Segment Start: Records shown

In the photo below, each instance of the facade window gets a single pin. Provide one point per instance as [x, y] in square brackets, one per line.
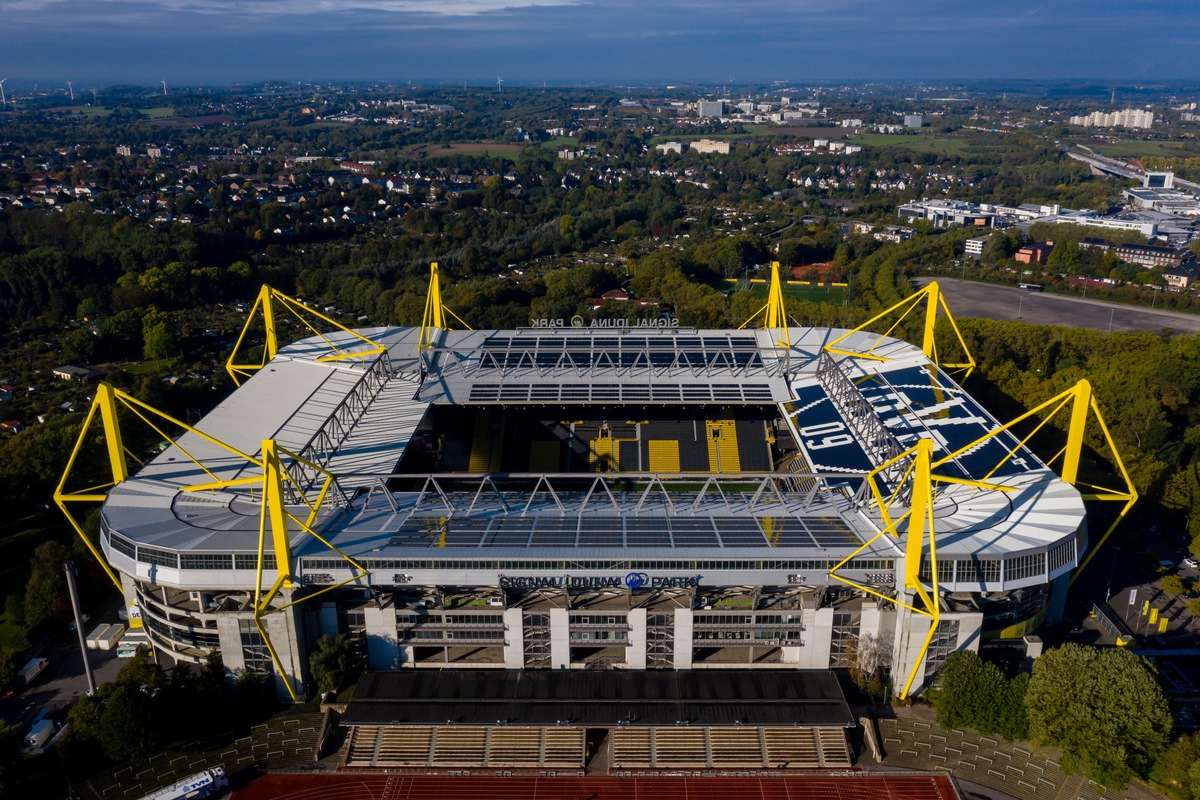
[945, 642]
[123, 546]
[843, 638]
[1062, 555]
[1025, 566]
[243, 561]
[978, 571]
[255, 654]
[155, 555]
[204, 560]
[945, 570]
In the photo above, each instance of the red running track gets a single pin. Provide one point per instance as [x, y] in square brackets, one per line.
[433, 787]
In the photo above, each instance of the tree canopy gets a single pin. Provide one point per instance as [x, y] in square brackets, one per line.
[1104, 708]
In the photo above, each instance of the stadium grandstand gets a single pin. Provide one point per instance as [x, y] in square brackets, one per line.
[675, 531]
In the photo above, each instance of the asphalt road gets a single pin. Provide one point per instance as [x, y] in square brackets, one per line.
[63, 681]
[991, 301]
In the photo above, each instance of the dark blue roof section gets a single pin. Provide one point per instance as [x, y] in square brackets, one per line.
[912, 402]
[825, 434]
[923, 402]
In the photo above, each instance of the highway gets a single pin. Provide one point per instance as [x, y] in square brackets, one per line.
[991, 301]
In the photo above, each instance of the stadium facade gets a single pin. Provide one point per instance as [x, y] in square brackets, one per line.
[570, 497]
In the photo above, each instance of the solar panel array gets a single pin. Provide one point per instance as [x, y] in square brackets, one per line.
[912, 403]
[612, 531]
[525, 392]
[923, 402]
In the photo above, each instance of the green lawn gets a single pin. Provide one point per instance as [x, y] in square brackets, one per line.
[1134, 149]
[811, 293]
[942, 145]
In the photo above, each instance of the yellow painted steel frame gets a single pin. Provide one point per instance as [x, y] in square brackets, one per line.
[773, 313]
[269, 300]
[274, 513]
[1080, 401]
[276, 517]
[435, 310]
[919, 480]
[934, 300]
[106, 403]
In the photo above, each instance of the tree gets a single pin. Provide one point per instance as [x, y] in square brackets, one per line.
[160, 341]
[10, 665]
[1104, 709]
[1171, 584]
[47, 588]
[1171, 769]
[330, 662]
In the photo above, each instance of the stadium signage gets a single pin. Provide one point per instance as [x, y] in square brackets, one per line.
[631, 581]
[579, 322]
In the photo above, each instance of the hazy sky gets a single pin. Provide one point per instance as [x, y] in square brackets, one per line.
[96, 42]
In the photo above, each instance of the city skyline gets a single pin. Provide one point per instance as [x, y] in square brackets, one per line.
[563, 41]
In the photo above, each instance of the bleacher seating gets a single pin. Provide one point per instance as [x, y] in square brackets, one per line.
[466, 747]
[363, 746]
[514, 747]
[834, 747]
[792, 747]
[677, 747]
[736, 747]
[459, 746]
[563, 747]
[631, 747]
[405, 746]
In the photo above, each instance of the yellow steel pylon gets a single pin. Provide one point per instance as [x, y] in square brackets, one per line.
[934, 300]
[774, 314]
[1080, 400]
[435, 310]
[270, 301]
[917, 482]
[275, 515]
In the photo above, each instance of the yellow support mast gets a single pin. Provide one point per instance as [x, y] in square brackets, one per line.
[436, 312]
[276, 518]
[934, 301]
[1083, 407]
[773, 312]
[271, 302]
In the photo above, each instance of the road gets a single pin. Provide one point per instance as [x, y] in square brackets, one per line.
[991, 301]
[61, 684]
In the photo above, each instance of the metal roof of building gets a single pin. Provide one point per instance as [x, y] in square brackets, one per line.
[357, 416]
[607, 698]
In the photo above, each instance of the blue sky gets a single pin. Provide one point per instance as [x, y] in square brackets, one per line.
[100, 42]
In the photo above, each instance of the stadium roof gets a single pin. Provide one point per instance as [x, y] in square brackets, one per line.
[613, 698]
[357, 416]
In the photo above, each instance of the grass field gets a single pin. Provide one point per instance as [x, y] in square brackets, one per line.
[1138, 149]
[811, 293]
[940, 145]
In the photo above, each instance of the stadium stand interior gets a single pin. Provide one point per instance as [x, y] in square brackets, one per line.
[587, 439]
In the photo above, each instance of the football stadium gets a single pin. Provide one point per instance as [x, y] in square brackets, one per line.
[667, 534]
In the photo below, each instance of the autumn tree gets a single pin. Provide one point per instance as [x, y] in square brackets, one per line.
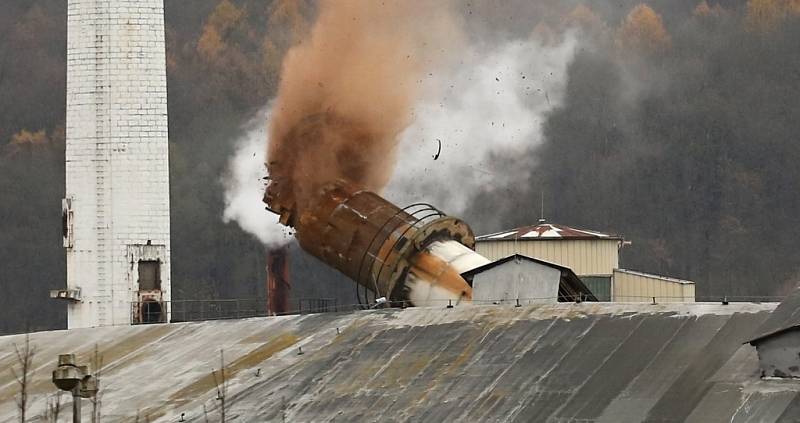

Segment End: Records shown

▶ _What needs to be done_
Set down the data above exactly as written. Omit the pictures.

▶ _Completed task_
In the photo below, each instance of the facade window gets a single pin. Provide one point per instance as [x, y] in square brackets, one per line.
[945, 642]
[123, 546]
[843, 638]
[1062, 555]
[1025, 566]
[243, 561]
[978, 571]
[255, 654]
[155, 555]
[204, 560]
[945, 570]
In the photo above, each instance of the red running track gets a single pin. Provide one point per instance as [x, y] in square brackets, one per line.
[433, 787]
In the photo above, each instance of the tree canopy gets a single pin. Provide one point per instance as [x, y] in square brackets, one per line.
[1104, 708]
In the photo above, each instance of the stadium grandstand gets a single pin. Provide one point per instance as [x, y] in square brackets, one per line.
[675, 531]
In the photo above, each instance of the asphalt road gets a single pin. Provide one point per instance as [x, y] in square brackets, one per line.
[63, 681]
[991, 301]
In the photo above, each instance of the dark blue roof section gets a single pin. Provide one point per instance as [x, y] in square brackets, one per line.
[912, 402]
[825, 434]
[923, 402]
In the photo above, each instance of the highway gets a single pin. Provide one point per instance as [x, y] in square brackets, one per line.
[991, 301]
In the photo above, each instance of the stadium facade gets a single pin. Provide one point per instance as [x, y] in square brackets, one per line.
[570, 497]
In the photo above, each instance of the solar panel array gets a single pin. Provide one point per instance as [x, y] in square brackets, one per line.
[912, 403]
[612, 531]
[525, 392]
[923, 402]
In the photo above, each instance of the green lawn gets a single pin. Provide one point per instance as [x, y] in square brackets, one per line.
[1134, 149]
[811, 293]
[942, 145]
In the photo above, each instance of the yellow painted steel frame gets a single pin. Provide one point per instance as [x, y] in square brackets, one per line.
[773, 313]
[269, 300]
[274, 513]
[1080, 401]
[276, 517]
[435, 310]
[919, 480]
[934, 300]
[106, 403]
In the photo above, each instance of the tree gets a single pin. Provide one point per instance as [x, y] in square brackets, one per line.
[160, 341]
[10, 665]
[1104, 709]
[1171, 584]
[47, 588]
[1171, 769]
[330, 662]
In the photo above, each instance of the stadium signage gets a single pin. Provide one point per instance as [x, y] in square brackets, one per line.
[631, 581]
[579, 322]
In the photo above, each instance of the hazy sky gets a single pin. Provide one point per instance as [x, y] in square brackets, one per line.
[96, 42]
In the photo above, each instance of the city skyline gets a single pin. Provide one point per instance as [x, y] in square brackets, one per line.
[563, 41]
In the photo above, each instance of the bleacher seating gets a single pin. Provide one point per instance as [x, y] in square brackets, one per line.
[466, 747]
[363, 746]
[514, 747]
[834, 747]
[792, 747]
[677, 747]
[736, 747]
[459, 746]
[563, 747]
[631, 747]
[405, 746]
In the photo above, each instance of the yellow steel pylon gets a single pin. Provide one point per instance as [x, y] in square brackets, one per line.
[934, 300]
[774, 314]
[1080, 400]
[435, 310]
[270, 301]
[917, 482]
[275, 515]
In the photo above, each instance of the yellow support mast gets a single pin. Provide one point per instance as [x, y] in square brackets, one per line.
[436, 312]
[276, 518]
[934, 301]
[1083, 407]
[773, 312]
[271, 302]
In the photo above, each instance of the road gets a single pin. Provide one point per instance as [x, y] in square brackets, one per line.
[991, 301]
[61, 684]
In the photo above, each instance of the metal roof of building gets a single pin. Provide one point per instance as [x, y] in square brackets, one per line.
[357, 416]
[607, 698]
In the photo above, each instance of the blue sky gets a single pin. Provide one point per instance as [x, y] in square brackets, one per line.
[100, 42]
In the photo above, each instance of the stadium roof gets a single pin. Provide one point per instance as [x, y] in square brackets, one per line.
[613, 698]
[357, 416]
In the photo above, each instance of the grass field gets a single pin. Provide one point per instance as [x, y] in square brackets, one per line.
[1138, 149]
[811, 293]
[940, 145]
In the photo above, each instance of the stadium stand interior gets a single pin. Provide one point per instance as [x, y] in square brackets, one per line.
[587, 439]
In the photo above, each instance of the football stadium gets a single pin. Provide one point per instance as [x, y] in square brackets, one per line.
[667, 534]
In the photo below, each instance of the autumn tree gets a single pin. Provide one point per instance as [x, y] in square brackets, one per line.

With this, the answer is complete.